[Records from a data source]
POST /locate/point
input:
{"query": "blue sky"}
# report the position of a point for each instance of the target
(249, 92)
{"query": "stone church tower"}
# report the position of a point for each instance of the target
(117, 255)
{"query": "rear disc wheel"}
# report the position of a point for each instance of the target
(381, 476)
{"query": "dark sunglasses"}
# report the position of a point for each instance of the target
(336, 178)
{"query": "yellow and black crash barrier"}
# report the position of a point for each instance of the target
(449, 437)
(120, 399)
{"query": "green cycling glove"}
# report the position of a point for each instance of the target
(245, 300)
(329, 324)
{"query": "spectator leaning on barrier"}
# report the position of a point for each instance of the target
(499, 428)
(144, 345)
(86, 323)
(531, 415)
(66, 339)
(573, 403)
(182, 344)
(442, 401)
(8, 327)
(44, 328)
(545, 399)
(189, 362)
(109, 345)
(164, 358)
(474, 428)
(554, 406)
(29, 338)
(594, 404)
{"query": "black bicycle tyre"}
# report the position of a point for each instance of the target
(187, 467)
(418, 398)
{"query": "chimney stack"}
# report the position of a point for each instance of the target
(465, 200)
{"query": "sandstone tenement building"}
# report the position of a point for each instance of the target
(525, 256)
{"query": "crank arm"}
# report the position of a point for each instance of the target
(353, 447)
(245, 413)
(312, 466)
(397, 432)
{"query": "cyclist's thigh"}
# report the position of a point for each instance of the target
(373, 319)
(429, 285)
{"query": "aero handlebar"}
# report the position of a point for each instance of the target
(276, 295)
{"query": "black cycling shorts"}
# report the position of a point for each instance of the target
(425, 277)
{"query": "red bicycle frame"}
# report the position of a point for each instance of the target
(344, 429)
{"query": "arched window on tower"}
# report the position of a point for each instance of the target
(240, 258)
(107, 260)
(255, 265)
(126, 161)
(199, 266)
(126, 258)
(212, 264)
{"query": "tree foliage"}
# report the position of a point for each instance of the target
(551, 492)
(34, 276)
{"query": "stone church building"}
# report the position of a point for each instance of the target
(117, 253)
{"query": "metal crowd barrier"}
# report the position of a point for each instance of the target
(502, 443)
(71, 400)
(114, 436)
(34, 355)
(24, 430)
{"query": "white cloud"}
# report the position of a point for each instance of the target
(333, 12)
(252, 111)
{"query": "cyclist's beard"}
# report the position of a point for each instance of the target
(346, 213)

- _What the task requires_: Filter the entries and copy each line with "bicycle".

- _Exercise solution_:
{"query": "black bicycle tyre"}
{"query": "red bicycle frame"}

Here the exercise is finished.